- **Written task**:
Gather every line of the data below that contains the string "target".

BEGIN

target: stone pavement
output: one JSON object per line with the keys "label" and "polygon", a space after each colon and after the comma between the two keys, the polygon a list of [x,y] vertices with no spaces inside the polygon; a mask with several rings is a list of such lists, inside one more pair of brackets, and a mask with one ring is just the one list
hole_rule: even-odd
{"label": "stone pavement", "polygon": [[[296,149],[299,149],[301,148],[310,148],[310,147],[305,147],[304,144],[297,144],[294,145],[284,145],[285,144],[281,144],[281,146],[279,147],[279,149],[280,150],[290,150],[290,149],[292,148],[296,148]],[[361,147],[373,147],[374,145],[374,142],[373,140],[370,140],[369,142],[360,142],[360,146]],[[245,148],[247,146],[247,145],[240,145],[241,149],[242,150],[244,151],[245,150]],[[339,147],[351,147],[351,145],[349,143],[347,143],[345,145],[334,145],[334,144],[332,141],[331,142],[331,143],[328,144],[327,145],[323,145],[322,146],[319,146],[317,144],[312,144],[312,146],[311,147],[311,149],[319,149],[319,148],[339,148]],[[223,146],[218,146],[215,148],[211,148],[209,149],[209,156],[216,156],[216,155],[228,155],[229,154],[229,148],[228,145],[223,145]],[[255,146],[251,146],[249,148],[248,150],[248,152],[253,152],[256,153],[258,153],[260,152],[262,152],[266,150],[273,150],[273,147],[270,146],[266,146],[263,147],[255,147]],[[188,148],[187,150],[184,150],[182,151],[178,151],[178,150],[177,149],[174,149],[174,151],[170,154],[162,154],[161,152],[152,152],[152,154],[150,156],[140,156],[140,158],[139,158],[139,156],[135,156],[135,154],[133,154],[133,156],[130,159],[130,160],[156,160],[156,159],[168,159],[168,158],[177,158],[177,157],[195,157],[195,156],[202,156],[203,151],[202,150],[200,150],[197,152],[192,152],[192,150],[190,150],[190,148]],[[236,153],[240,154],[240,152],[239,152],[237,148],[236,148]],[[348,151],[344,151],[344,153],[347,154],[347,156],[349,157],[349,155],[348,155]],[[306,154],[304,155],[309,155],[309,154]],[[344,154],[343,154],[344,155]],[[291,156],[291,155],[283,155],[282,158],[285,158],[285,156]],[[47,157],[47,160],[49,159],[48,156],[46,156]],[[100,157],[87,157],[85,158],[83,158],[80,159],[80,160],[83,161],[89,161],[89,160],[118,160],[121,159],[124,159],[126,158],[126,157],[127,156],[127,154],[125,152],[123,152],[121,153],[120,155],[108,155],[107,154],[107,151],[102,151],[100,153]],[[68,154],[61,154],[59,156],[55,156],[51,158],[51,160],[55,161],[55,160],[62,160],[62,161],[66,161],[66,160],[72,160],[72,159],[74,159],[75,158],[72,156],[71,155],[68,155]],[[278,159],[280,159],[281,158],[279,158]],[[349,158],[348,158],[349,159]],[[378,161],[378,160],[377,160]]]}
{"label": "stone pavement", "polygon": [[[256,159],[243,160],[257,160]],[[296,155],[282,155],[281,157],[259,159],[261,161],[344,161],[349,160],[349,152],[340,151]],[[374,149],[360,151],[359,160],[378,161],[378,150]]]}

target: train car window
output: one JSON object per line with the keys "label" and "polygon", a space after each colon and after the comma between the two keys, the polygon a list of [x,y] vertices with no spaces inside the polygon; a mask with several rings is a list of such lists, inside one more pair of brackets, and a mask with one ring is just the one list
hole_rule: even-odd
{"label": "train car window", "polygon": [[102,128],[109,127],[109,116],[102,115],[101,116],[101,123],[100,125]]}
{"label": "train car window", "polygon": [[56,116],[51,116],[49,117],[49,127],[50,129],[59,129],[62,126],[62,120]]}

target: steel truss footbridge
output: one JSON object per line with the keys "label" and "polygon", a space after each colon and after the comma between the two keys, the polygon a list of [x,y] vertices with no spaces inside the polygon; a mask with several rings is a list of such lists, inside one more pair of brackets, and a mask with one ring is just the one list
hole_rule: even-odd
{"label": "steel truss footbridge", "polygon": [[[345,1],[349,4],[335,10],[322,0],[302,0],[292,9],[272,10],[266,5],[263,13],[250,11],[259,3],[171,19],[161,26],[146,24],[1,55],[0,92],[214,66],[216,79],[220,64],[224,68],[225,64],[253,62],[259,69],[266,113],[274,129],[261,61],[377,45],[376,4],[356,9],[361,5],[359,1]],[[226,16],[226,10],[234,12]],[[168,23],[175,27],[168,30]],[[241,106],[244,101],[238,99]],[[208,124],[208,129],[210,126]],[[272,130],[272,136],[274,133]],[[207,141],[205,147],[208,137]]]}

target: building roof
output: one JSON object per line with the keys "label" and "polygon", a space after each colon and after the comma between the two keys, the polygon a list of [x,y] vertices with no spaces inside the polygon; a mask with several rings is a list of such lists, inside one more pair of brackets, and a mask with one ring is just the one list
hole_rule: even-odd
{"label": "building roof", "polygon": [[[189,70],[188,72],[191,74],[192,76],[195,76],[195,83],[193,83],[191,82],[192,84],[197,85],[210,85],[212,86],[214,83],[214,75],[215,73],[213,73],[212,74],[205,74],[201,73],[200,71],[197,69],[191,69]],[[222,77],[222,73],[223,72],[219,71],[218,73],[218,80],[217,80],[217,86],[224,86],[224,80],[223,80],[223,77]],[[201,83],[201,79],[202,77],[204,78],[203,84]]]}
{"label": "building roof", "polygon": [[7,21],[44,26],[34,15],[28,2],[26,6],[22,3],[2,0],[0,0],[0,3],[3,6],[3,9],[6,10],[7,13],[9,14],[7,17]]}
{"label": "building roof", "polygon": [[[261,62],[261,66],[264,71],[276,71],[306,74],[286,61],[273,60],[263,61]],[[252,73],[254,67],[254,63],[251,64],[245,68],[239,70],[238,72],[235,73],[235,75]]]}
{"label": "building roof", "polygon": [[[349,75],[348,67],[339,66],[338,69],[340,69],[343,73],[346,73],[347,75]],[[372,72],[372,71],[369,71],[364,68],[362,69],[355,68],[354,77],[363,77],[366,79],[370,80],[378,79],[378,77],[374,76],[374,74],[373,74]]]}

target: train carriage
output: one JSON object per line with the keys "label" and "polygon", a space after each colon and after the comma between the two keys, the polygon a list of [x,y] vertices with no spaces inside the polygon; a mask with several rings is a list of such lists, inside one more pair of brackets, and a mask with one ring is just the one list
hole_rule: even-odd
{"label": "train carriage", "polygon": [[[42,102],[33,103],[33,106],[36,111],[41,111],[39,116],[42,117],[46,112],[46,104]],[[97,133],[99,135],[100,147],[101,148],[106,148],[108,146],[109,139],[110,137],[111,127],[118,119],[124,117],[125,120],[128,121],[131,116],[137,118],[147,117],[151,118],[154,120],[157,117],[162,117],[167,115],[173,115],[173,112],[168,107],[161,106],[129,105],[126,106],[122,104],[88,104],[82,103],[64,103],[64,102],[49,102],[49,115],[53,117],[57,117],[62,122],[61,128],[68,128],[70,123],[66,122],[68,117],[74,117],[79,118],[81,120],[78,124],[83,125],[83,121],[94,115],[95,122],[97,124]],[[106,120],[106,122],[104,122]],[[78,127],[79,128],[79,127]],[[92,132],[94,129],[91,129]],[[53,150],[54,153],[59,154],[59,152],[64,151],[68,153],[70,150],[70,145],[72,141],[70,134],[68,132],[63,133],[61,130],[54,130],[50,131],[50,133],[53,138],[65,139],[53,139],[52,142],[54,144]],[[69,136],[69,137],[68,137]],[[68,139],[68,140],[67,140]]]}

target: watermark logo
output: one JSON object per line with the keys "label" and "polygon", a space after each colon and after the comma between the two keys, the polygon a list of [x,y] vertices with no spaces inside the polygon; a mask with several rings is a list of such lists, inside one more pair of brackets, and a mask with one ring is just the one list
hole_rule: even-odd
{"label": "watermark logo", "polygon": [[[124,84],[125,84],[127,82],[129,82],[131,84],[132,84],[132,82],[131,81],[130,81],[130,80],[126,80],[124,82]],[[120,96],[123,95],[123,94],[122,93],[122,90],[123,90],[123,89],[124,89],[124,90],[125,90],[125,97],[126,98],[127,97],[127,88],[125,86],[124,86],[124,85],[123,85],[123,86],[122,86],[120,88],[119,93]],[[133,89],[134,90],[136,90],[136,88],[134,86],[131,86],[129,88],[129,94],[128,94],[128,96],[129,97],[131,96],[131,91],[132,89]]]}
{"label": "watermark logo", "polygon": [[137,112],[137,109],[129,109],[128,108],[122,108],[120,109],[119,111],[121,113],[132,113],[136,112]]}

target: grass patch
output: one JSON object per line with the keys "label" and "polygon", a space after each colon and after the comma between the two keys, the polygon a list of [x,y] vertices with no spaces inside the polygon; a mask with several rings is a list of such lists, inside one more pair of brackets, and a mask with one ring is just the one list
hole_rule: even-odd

END

- **Reply**:
target: stone pavement
target: train car window
target: steel truss footbridge
target: building roof
target: train carriage
target: watermark logo
target: grass patch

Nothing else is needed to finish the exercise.